THE EXERCISE — Gather every line of the entries below that contains the string "plant" and copy each such line in full.

DATA TO PROCESS —
────
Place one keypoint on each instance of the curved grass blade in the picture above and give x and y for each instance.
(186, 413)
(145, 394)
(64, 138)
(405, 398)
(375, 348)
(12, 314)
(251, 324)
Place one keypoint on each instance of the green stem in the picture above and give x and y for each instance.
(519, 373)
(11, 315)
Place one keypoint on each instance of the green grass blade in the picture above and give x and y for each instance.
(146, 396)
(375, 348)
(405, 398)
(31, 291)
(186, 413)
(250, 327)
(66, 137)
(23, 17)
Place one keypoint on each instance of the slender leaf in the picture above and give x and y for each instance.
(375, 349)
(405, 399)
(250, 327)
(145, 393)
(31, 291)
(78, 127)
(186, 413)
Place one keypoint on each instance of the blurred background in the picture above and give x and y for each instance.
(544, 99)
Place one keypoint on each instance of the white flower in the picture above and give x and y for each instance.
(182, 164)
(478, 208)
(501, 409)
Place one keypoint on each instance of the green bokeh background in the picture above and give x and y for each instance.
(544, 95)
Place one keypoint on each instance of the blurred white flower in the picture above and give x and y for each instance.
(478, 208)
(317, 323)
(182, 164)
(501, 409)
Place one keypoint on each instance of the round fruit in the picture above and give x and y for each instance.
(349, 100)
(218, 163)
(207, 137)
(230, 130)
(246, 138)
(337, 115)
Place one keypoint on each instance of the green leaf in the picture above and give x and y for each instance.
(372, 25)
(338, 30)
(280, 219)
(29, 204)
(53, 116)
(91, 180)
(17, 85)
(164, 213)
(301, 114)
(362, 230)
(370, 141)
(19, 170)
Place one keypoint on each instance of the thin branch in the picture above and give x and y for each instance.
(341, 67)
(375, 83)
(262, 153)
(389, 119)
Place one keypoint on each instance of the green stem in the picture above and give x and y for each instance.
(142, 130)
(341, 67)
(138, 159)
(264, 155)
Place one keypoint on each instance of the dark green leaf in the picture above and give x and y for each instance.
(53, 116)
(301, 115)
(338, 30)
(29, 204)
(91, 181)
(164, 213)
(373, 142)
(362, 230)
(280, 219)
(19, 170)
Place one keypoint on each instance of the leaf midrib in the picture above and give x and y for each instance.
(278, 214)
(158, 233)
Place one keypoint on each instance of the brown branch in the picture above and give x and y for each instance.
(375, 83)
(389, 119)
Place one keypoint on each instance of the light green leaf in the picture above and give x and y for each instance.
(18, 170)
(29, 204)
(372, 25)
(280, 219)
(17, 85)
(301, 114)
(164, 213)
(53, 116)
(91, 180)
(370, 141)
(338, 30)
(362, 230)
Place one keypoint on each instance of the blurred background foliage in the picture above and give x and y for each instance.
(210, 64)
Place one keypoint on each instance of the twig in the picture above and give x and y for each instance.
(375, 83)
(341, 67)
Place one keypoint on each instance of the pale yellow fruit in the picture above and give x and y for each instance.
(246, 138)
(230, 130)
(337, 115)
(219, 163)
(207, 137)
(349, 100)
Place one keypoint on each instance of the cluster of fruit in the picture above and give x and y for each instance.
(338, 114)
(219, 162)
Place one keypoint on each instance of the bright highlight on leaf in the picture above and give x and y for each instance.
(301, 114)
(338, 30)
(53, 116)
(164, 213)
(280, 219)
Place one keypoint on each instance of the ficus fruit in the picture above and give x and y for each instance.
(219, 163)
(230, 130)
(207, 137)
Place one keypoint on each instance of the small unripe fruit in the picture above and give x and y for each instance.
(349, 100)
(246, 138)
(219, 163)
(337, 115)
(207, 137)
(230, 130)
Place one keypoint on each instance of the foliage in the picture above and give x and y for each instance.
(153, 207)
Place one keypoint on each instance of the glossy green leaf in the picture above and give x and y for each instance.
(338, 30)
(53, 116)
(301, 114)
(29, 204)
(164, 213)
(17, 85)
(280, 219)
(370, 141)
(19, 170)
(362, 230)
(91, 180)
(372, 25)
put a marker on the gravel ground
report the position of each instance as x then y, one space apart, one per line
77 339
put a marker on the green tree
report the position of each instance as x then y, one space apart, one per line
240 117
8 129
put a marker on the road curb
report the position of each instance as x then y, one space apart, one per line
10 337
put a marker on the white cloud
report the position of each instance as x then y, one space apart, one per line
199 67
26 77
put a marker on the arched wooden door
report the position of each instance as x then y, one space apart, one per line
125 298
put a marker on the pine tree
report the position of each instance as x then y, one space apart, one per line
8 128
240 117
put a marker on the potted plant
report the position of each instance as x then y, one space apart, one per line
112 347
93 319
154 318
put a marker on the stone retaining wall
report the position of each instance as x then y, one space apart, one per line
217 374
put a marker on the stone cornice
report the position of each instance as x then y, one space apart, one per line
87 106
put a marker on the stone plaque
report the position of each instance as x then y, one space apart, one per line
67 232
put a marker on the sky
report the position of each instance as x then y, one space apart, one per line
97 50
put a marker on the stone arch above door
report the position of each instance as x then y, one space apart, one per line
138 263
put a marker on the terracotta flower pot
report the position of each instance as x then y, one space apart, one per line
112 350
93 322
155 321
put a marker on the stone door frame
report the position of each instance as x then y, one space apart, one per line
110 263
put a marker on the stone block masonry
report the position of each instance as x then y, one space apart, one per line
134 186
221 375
────
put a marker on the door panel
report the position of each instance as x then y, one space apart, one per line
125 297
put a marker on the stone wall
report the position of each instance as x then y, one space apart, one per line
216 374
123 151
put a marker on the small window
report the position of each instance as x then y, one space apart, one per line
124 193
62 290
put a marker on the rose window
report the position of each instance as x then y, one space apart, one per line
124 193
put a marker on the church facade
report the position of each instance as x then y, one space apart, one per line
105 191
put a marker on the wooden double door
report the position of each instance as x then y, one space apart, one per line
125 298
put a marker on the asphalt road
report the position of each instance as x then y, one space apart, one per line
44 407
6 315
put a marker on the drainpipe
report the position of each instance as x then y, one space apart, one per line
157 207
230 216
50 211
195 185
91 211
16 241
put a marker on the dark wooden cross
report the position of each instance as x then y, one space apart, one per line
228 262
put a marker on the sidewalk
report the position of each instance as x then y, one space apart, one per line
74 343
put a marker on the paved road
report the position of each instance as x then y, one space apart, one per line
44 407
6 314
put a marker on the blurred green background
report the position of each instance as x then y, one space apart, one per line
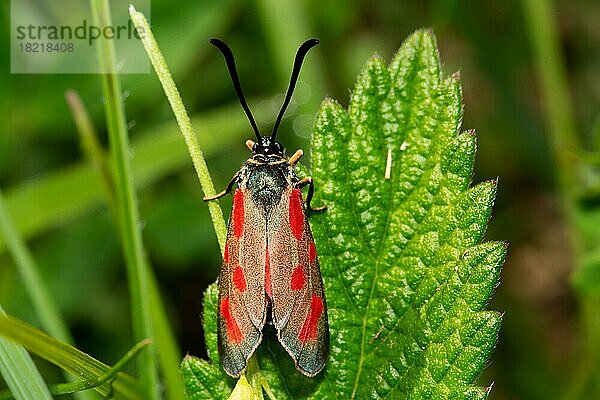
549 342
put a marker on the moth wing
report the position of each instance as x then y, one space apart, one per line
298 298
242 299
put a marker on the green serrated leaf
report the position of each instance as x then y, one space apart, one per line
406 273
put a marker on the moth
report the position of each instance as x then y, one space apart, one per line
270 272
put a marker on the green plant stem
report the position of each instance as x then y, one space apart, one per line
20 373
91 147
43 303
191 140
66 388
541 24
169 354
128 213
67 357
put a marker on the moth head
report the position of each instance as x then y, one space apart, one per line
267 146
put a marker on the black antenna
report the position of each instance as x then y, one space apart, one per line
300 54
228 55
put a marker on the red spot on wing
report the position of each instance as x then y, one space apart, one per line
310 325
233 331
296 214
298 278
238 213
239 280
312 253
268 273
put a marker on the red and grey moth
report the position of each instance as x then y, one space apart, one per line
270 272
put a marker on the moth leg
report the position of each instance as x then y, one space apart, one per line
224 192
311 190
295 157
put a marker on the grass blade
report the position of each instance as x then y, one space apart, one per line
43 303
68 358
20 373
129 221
────
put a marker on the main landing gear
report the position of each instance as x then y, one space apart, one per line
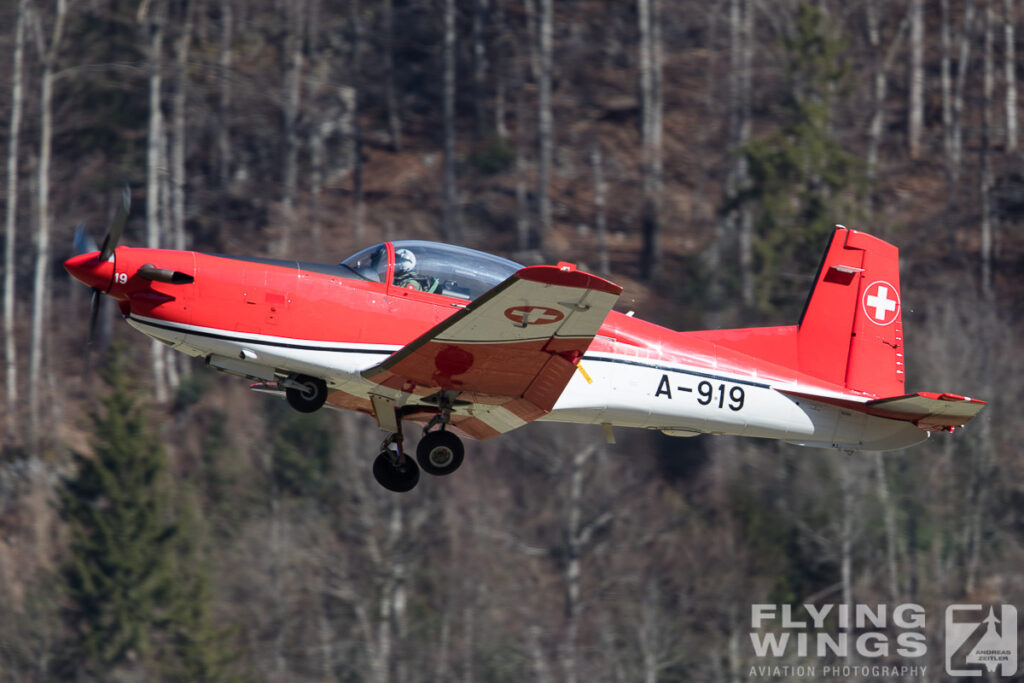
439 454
────
RESULT OF THE EXERCISE —
put a marker on the potted plant
put a marker on the green plant stem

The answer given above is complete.